--- BEGIN GIVEN TEXT ---

Multiple Key Generation from a Master key
HMAC-based Key Derivation Function (HKDF) rfc5869 is what you are looking for. HMAC security proof uses the fact that the compression function of the underlying hash is itself a PRF.
HKDF follows the "extract-then-expand" paradigm, where the KDF
logically consists of two modules. The first stage takes the input
keying material and "extracts" from it a fixed-length pseudorandom
key K. The second stage "expands" the key K into several additional
pseudorandom keys (the output of the KDF).
Extract:
$$\text{HKDF-Extract}(salt, IKM) \to PRK,$$where $PRK$ is a pseudorandom key.
If the Input Key Material (IKM) is already a random key, as in your case, then the extract is not necessary, Expand is enough. HKDF can be used without the salt, however, using salt adds to the strengthening of HKDF and supporting source-independent extraction. Two different salts with the same $IKM$ result in fundamentally two different $PRK$s. And, in general, $x$ different salts with the same $IKM$ result in fundamentally $x$ different $PRK$s.
Expand:
$$\text{KDF-Expand}(PRK, info, L) \to OKM,$$where OKM is Output Keying Material. L is the desired key length.
The info can be used for the application-specific tag to derive different keys.

--- END GIVEN TEXT ---

Copy out the passage of the HKDF explanation from "Multiple Key Generation" to "itself a PRF.".

--- BEGIN LISTED RECORDS ---

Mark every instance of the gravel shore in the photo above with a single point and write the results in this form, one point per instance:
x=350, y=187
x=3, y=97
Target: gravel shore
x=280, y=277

--- END LISTED RECORDS ---

▸ **RESULT**:
Multiple Key Generation from a Master key
HMAC-based Key Derivation Function (HKDF) rfc5869 is what you are looking for. HMAC security proof uses the fact that the compression function of the underlying hash is itself a PRF.